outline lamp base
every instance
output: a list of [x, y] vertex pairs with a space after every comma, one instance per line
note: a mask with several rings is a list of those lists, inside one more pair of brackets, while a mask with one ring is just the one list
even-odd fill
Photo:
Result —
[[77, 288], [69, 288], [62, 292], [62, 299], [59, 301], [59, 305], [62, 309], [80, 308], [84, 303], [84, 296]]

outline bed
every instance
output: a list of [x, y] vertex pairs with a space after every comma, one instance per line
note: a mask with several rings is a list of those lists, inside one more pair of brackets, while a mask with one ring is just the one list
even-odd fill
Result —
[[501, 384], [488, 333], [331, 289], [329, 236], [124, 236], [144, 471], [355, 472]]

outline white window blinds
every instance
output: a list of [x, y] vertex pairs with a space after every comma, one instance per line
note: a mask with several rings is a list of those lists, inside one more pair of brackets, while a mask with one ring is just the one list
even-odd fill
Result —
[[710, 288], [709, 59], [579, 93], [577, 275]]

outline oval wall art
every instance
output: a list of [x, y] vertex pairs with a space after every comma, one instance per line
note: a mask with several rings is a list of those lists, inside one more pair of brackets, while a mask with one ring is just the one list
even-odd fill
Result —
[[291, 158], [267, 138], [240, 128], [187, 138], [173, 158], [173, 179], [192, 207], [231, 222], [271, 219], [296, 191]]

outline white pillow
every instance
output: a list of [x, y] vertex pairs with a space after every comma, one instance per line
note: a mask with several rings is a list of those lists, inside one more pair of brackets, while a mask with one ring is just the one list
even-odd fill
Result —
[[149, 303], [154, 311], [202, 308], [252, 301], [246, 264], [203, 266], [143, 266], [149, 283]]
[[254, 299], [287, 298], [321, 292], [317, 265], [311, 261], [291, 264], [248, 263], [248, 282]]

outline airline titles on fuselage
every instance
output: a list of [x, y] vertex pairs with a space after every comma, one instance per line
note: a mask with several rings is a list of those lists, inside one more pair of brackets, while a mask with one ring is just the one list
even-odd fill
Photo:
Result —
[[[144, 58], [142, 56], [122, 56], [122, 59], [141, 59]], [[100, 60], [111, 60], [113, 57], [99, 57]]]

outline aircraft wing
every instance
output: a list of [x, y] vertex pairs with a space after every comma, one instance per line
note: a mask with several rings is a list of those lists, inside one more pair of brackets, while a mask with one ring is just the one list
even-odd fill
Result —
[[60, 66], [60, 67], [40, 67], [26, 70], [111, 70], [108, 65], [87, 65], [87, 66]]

• [Required task]: Please copy every one of the rows above word for word, with no changes.

• [The answer]:
outline lamp base
every instance
output: a list of [x, y] vertex pairs with a space after every comma, one instance per line
note: a mask with several rings is a list of those lists, inside one more pair of brackets, while a mask with one ring is just the one list
even-odd fill
Photo:
Result —
[[77, 288], [69, 288], [62, 292], [62, 299], [59, 301], [59, 305], [62, 309], [80, 308], [84, 303], [84, 296]]

outline bed
every instance
output: a list of [x, y] vertex pairs with a space after every comma, one instance per line
note: a mask with several rings is a list of those lists, inside one more pair of brackets, while a mask with one ring is just the one list
even-odd fill
Result —
[[501, 384], [488, 333], [331, 289], [329, 236], [124, 236], [144, 471], [355, 472]]

outline white window blinds
every instance
output: a list of [x, y] vertex pairs with a space after every comma, one instance per line
note: a mask with several rings is a list of those lists, inside one more pair of brackets, while a mask with one ring is just the one list
even-odd fill
Result —
[[710, 288], [709, 59], [579, 93], [577, 275]]

outline oval wall art
every instance
output: a list of [x, y] vertex pairs with a space after every comma, one instance per line
note: a mask with several rings is a list of those lists, inside one more pair of brackets, while a mask with one ring is just the one list
even-odd fill
Result —
[[291, 158], [267, 138], [240, 128], [187, 138], [173, 158], [173, 179], [192, 207], [231, 222], [271, 219], [296, 191]]

outline white pillow
every instance
output: a list of [x, y] vertex pairs with a space after every comma, one instance per line
note: a mask with several rings is a list of those lists, inside one more pair of brackets, while a mask with one ring is just the one list
even-odd fill
Result —
[[149, 303], [154, 311], [202, 308], [252, 301], [246, 264], [203, 266], [143, 266], [149, 283]]
[[254, 299], [287, 298], [321, 292], [317, 265], [311, 261], [291, 264], [248, 263], [248, 282]]

outline airline titles on fuselage
every instance
output: a list of [x, y] vertex pairs with a space after every comma, one instance per line
note: a mask with several rings is a list of those lists, inside one more pair of brackets, while a mask with one ring is just the one list
even-odd fill
Photo:
Result —
[[[144, 58], [142, 56], [122, 56], [122, 59], [141, 59]], [[100, 60], [111, 60], [113, 57], [99, 57]]]

outline aircraft wing
every instance
output: a list of [x, y] vertex pairs with a space after every comma, one instance per line
note: a mask with several rings is a list of those lists, inside one more pair of brackets, while a mask with one ring is just the one list
even-odd fill
Result —
[[60, 66], [60, 67], [40, 67], [26, 70], [111, 70], [108, 65], [87, 65], [87, 66]]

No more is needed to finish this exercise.